[Items from a dataset]
⁂

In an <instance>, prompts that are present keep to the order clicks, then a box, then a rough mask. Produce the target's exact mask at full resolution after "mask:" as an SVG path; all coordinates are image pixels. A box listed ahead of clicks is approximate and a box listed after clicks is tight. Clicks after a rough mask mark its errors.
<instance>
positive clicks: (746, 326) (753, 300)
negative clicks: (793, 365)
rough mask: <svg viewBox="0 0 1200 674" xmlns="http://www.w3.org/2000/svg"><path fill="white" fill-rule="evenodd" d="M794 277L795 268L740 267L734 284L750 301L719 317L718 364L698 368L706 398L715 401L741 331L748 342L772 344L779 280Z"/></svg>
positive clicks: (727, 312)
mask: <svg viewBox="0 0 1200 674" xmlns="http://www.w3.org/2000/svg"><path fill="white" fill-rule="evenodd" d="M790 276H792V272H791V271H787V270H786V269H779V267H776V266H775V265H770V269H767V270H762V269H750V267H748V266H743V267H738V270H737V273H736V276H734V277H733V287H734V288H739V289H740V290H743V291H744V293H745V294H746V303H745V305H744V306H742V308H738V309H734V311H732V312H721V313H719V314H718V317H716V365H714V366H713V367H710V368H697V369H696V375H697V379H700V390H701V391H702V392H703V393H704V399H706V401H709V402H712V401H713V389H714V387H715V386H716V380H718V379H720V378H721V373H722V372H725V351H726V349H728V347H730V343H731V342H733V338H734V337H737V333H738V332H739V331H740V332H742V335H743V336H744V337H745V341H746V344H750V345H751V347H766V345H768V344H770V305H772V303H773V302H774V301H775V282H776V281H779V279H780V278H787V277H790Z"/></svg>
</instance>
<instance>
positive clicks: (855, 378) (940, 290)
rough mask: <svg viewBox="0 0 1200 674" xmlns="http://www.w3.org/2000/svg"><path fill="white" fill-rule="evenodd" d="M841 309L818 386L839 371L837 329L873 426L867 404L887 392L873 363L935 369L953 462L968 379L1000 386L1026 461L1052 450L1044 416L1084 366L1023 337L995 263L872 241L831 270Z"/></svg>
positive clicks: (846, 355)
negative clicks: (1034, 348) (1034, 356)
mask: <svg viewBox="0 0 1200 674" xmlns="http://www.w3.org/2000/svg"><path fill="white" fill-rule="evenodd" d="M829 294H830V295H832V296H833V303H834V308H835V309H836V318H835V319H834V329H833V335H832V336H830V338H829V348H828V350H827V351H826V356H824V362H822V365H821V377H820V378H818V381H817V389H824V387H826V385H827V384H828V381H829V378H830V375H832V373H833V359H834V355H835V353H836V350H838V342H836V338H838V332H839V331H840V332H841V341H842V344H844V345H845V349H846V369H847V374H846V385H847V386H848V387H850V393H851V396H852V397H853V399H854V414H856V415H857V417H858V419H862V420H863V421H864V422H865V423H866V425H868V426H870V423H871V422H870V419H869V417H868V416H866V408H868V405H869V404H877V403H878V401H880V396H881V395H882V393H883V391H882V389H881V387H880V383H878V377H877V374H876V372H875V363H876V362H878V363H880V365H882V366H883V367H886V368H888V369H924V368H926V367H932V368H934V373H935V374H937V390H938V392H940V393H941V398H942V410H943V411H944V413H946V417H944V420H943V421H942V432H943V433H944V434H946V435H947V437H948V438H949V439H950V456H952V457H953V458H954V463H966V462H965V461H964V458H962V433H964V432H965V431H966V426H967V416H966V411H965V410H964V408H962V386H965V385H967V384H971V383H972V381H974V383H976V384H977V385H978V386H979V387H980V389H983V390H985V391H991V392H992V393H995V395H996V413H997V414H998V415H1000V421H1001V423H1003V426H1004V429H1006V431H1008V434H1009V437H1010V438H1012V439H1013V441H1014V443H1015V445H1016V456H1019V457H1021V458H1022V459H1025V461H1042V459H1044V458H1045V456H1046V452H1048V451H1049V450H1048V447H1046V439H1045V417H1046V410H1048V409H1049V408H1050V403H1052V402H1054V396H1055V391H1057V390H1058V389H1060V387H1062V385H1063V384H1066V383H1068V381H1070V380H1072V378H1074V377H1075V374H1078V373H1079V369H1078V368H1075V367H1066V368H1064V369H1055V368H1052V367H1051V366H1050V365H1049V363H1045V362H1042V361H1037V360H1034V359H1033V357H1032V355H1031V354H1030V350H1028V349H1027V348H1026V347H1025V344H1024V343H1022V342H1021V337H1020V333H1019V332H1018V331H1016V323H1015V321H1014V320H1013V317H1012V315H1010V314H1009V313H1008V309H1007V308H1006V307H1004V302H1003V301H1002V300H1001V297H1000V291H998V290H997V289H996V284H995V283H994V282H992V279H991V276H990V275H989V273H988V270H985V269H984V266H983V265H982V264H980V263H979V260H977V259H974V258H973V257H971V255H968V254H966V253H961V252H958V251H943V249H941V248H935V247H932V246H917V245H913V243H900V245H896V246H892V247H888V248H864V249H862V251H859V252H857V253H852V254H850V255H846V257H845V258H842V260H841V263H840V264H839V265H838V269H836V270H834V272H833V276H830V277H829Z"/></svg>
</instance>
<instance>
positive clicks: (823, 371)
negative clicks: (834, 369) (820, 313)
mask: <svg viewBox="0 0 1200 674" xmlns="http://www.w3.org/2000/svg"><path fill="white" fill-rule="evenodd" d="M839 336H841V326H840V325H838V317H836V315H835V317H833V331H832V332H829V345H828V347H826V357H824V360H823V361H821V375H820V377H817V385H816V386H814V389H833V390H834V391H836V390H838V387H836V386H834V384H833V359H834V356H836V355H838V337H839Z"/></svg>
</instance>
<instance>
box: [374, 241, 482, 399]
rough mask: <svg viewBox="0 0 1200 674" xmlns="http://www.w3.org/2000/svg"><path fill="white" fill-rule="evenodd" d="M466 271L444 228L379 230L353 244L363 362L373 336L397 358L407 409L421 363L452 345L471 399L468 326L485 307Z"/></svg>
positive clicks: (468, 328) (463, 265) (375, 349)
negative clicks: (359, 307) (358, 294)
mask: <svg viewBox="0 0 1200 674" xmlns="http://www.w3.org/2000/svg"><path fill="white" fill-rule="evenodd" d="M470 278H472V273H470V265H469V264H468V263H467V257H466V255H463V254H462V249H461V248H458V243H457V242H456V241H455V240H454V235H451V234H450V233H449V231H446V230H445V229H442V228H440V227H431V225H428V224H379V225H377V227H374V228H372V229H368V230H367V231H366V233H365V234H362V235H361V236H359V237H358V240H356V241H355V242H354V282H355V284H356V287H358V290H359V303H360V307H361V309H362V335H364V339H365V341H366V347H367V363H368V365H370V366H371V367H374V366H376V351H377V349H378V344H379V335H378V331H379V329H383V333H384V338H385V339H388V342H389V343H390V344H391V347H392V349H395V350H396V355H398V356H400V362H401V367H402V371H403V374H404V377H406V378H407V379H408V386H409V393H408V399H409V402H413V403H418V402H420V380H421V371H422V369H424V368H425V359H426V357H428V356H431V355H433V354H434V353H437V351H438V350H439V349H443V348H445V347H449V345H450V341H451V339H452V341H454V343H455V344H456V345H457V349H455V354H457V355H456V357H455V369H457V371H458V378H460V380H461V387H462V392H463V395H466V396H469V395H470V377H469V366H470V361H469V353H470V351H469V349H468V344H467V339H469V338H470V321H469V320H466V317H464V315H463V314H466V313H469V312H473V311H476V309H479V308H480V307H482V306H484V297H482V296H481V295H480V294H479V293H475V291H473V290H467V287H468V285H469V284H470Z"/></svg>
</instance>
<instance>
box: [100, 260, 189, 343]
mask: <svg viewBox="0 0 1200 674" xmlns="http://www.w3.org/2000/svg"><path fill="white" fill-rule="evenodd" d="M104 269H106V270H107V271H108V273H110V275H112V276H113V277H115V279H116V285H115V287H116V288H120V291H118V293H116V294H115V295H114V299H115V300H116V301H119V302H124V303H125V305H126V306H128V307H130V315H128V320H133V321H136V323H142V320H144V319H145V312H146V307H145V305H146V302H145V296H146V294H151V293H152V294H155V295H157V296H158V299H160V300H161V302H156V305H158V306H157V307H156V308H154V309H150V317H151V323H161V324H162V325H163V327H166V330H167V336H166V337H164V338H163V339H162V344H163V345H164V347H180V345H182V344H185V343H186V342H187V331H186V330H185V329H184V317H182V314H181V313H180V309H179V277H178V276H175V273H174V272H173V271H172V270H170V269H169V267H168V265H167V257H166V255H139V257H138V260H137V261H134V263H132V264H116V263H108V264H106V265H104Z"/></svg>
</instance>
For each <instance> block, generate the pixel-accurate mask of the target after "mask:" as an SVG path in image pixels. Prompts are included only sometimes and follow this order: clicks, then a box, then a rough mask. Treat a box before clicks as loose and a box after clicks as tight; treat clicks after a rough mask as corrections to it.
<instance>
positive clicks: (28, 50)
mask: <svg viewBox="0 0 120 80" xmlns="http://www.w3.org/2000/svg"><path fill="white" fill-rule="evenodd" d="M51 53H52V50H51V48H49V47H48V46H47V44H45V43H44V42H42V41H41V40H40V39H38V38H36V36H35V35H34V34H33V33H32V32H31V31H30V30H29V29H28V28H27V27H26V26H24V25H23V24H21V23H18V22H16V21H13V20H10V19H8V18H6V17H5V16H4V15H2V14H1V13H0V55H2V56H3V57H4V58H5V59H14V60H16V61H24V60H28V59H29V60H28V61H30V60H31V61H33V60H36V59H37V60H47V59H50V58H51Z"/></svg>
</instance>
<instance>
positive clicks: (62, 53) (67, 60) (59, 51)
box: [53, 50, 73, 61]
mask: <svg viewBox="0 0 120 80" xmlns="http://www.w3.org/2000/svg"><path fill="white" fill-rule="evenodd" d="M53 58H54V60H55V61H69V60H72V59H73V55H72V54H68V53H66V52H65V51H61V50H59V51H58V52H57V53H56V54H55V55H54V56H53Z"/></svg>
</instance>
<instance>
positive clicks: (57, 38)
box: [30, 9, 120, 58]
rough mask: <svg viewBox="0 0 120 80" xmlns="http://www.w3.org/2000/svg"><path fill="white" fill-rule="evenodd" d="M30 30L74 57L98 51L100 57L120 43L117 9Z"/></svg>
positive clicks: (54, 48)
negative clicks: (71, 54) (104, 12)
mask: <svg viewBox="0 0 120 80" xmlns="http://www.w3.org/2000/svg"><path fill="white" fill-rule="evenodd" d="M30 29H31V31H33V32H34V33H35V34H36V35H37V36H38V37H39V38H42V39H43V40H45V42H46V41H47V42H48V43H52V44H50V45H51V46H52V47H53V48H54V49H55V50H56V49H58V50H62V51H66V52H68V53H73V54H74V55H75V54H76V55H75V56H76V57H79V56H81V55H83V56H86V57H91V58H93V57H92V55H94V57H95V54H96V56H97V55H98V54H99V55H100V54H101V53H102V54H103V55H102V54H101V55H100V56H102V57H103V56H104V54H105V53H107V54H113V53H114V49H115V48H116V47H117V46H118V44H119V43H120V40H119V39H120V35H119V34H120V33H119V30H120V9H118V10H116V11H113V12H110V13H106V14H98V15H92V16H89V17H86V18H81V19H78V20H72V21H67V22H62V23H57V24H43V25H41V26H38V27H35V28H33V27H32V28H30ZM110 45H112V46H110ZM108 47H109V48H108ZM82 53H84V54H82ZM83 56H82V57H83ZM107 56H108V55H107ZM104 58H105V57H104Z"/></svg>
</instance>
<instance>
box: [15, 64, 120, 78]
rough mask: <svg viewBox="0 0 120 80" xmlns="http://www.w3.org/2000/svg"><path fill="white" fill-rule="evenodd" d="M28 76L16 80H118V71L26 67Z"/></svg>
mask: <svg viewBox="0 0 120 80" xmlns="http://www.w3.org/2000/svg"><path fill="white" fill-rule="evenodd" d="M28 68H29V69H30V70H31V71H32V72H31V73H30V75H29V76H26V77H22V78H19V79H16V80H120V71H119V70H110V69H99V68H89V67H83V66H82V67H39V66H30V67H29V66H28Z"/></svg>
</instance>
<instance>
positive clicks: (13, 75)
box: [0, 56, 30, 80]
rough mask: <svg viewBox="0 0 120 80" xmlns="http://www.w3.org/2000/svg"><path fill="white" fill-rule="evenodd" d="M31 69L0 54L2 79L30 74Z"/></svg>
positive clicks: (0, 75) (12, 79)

⁂

Print the records verbatim, stopping after the "277L795 268L740 267L734" line.

In an <instance>, prompts that are present keep to the order clicks, then a box, then a rough mask. Produce the target's exact mask at full resolution after "mask:" as an SVG path; all coordinates are image pixels. A box listed ahead of clicks is approximate and a box listed after clicks is tight. Clicks after a rough mask mark its errors.
<instance>
positive clicks: (746, 326) (753, 300)
negative clicks: (793, 365)
rough mask: <svg viewBox="0 0 1200 674" xmlns="http://www.w3.org/2000/svg"><path fill="white" fill-rule="evenodd" d="M794 277L795 268L740 267L734 284L750 301L719 317L718 364L698 368L706 398L715 401L741 331L748 342L772 344L779 280Z"/></svg>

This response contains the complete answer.